Document excerpt →
It was 2007, I was just finishing up my BS degree in communication technology when I received a google alert on my name one day. Honestly, I had felt a little vain when I set it up but I saw how this could be helpful especially considering the uniqueness of my name.
Someone had written a blog post and mentioned me!
I didn’t have a blog and really didn’t know any bloggers so this seemed really strange. I discovered that the post was about Twitter as a tool and explored how people were using it. I was on Twitter. My supervisor at the time had said that it was something that I should check out and so I created an account and started tinkering with it a few months prior.
The blog post was a rant about the best ways that people were using twitter and comparing how they should not use twitter. Two accounts were highlighted and an example was made out of them – your’s truly was the prime example of how to NOT use twitter.
I remember being pretty mortified, I think I killed my account for awhile, I think I changed my name when I eventually reactivated it. After some time I finally got a little mad. I mean I was a student. I was new to this online platform and so was everyone else; it had only been around for a little over a year. The whole thing was a big experiment as far as I was concerned. So I tweeted some boring stuff. There are worse things in the world. I ended up tweeting a link to the offending post stating “I guess no one cares about my soup”.
I’d like to think that I’ve come a long way in my use of twitter. But I still use experimentation in dealing with new tools and I’m sure that I’m not using tools as intended at any given time depending the context. But I don’t think that I should stop doing that. I may look silly sometimes and I may come off the wrong way but I learn a lot in doing it and then I write posts like this one sharing what I’ve learned… and… I think that is valuable. I’m not just experimenting in a vacuum. I am thinking about context, I am thinking about different vantage points, and I am thinking about how my uses impact others. But I am experimenting.
Still, I’m prone to getting sucked in by that voice of authority stating the right way to use tools. It is a strange dichotomy. This post is largely about me trying to work that out.
Right now there are a ton of things converging and diverging in my world. I’m just back from the #DigPed PEI conference where I took the digital literacies track but it is also the last two weeks of #DigCiz and Maha Bali has charged us all to define what digital citizenship looks like for us and on whose terms are we encouraging it using the tag #MyDigCiz. These two things together have me taking a hard look at what I am doing and questioning some of my practices in terms of being a person in the flesh and on the internet. I’m realizing that #MyDigCiz has a lot to do with critical self-reflection and continually trying to understand connections. At the same time I’m realizing that experiments are risky and not just to myself but to others.
I mean I am luckier than most. I have a self-reflective nature and a community of scholars that help me to build digital literacies and consider multiple contexts regularly; it’s called Virtually Connecting. As a community we are in almost constant dialog about what is ethical and what is not. How we can elevate voices that don’t get heard. What is working technically and how we can adjust environments for better connections. We are thinking about what is happening in the background when we go live and record. Who might walk into the frame and do they want to be live on the internet. It’s not perfect. We too are experimenting and learning. But we are also thinking critically, adjusting, and persisting.

Challenge 1 →
Answer from the reflection on Twitter use:
(a) What degree was the writer finishing in 2007?
(b) What did the writer say when tweeting a link to the offending post?
(c) What is the name of the community of scholars the writer belongs to?
Challenge 2 → Reproduce the passage of the reflection on Twitter use between "I mean I am" and "adjusting, and persisting.", inclusive.

Material →

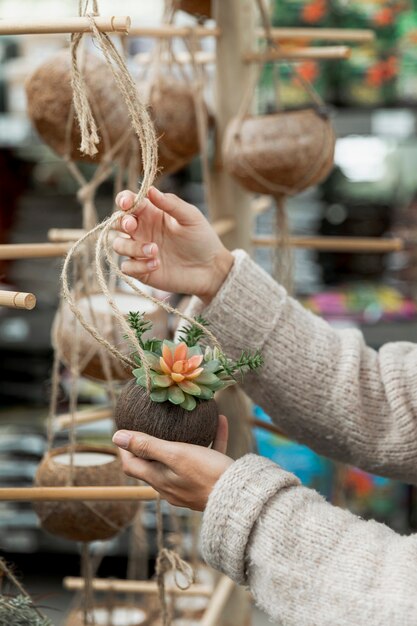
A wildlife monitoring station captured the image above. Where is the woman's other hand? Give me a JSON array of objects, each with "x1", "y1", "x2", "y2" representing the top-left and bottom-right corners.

Written reply 1 →
(a) A BS degree in communication technology.
(b) “I guess no one cares about my soup”.
(c) Virtually Connecting.

Written reply 2 →
I mean I am luckier than most. I have a self-reflective nature and a community of scholars that help me to build digital literacies and consider multiple contexts regularly; it’s called Virtually Connecting. As a community we are in almost constant dialog about what is ethical and what is not. How we can elevate voices that don’t get heard. What is working technically and how we can adjust environments for better connections. We are thinking about what is happening in the background when we go live and record. Who might walk into the frame and do they want to be live on the internet. It’s not perfect. We too are experimenting and learning. But we are also thinking critically, adjusting, and persisting.